> [Exercise data]:

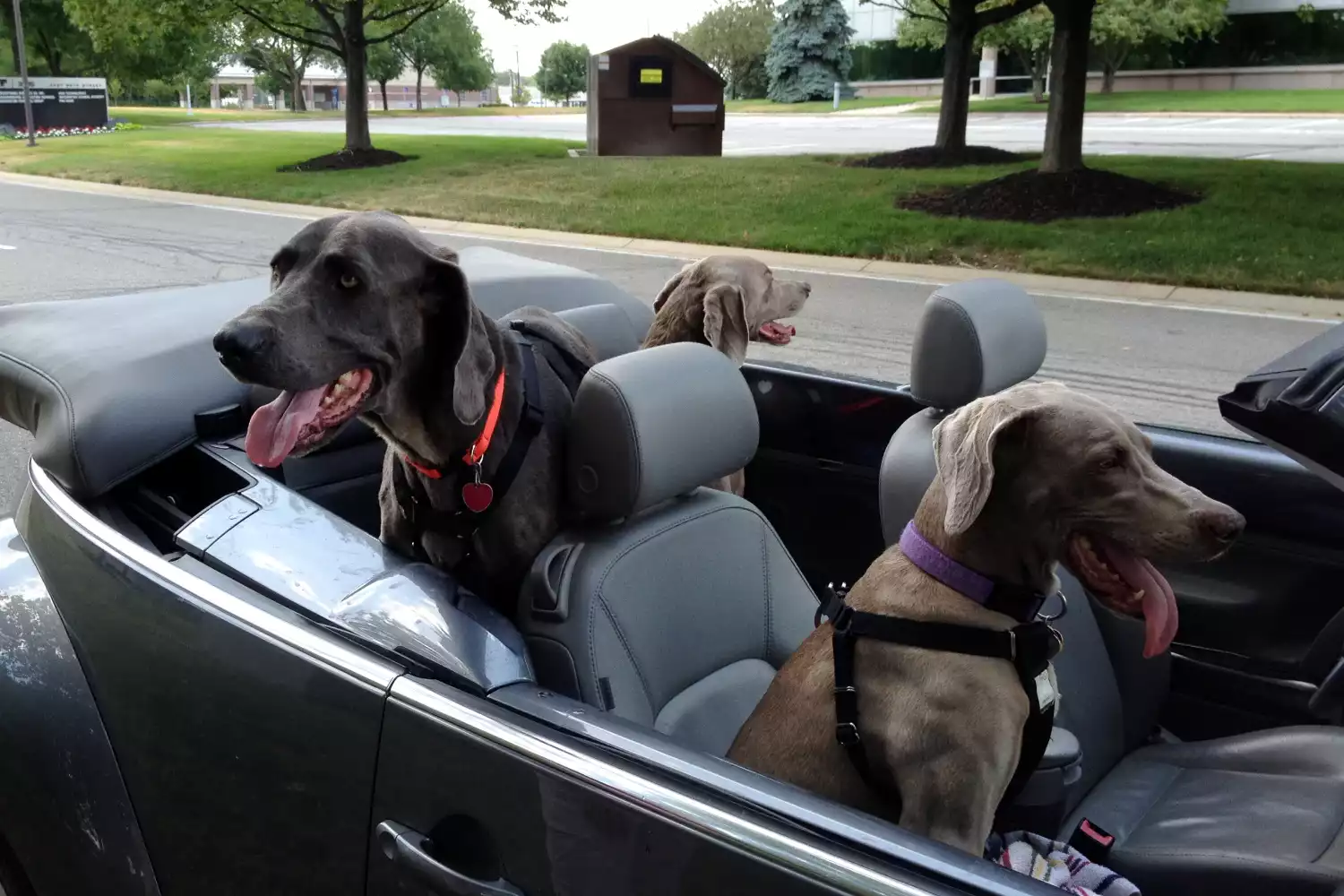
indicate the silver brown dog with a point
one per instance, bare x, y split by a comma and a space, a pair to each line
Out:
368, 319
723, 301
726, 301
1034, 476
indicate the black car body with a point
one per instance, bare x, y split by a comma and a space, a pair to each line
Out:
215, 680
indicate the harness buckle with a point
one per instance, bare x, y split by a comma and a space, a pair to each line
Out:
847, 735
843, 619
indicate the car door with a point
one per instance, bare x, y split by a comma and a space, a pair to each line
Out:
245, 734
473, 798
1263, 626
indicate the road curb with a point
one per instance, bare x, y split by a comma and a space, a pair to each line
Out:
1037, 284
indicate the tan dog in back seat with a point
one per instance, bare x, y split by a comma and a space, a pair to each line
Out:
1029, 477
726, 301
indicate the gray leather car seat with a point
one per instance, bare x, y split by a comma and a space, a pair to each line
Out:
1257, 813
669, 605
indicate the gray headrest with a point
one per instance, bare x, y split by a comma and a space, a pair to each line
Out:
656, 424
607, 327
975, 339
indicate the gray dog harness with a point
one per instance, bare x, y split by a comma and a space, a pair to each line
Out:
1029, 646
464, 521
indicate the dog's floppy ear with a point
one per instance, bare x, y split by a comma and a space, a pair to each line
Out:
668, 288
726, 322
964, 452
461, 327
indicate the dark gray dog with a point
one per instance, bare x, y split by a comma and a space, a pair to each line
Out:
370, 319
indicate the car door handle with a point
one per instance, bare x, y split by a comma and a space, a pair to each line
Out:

> [Given task]: Please lay out the lines from the one containing "indicate the car door handle with a point" through the final line above as a JSON list of strings, one string per line, with blank lines omitted.

> [Written solution]:
[
  "indicate the car door handle with a point",
  "one per instance, bare x, y split by a comma and a space, a pair to each line",
  "Out:"
]